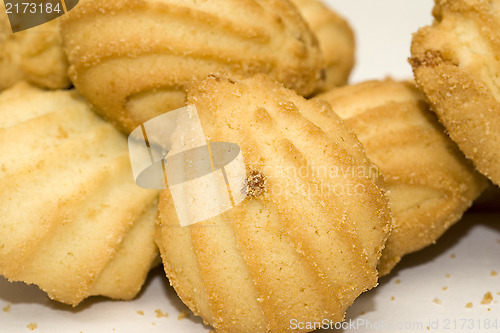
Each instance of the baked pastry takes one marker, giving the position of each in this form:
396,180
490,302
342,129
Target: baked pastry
134,67
455,64
335,37
305,241
429,182
34,55
73,221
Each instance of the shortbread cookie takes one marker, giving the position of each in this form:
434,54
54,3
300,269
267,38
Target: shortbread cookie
306,240
456,64
34,55
73,221
335,37
133,59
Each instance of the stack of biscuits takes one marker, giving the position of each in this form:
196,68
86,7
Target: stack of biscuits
333,195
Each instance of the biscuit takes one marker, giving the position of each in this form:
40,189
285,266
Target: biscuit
305,241
429,182
456,65
73,222
335,37
134,67
34,55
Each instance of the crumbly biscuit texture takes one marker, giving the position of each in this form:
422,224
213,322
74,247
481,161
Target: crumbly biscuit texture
335,37
306,240
73,221
429,182
34,55
456,65
134,58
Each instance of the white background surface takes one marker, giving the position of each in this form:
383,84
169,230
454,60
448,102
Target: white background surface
462,261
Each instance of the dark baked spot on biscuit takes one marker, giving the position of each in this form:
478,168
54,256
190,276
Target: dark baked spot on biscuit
255,184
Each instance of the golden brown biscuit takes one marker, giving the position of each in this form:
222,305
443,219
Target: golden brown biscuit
430,183
73,221
34,55
306,240
133,59
335,37
456,65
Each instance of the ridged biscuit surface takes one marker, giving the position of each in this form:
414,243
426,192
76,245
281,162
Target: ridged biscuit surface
430,183
306,240
134,58
456,64
73,221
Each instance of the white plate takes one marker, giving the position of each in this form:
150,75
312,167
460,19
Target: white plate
427,292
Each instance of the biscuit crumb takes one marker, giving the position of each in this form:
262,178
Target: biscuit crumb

■ **TASK**:
Return, word for word, each line from the line that contains "Each instance of the golden" to the end of the listing above; include both end lines and nothing else.

■ **COMPLETED TASK**:
Each instance of the golden brown biscuit takes one marker, giving the position of each in this form:
222,305
443,219
Target: golden brown biscuit
430,183
73,221
34,55
306,240
133,59
335,37
456,65
Each instance of the ridged biscuit surface takes one marker, giving the position of each in this form:
414,243
426,192
76,245
281,162
Target: ridged biscuit surface
430,183
306,240
134,58
456,64
73,221
Each instance of the white plate takes one marker, giving the position of each in this form:
150,75
312,167
460,19
Target: white plate
427,292
Each instance of the biscuit crumb takes one marker, giving the position of each in this form:
262,178
Target: biscuit crumb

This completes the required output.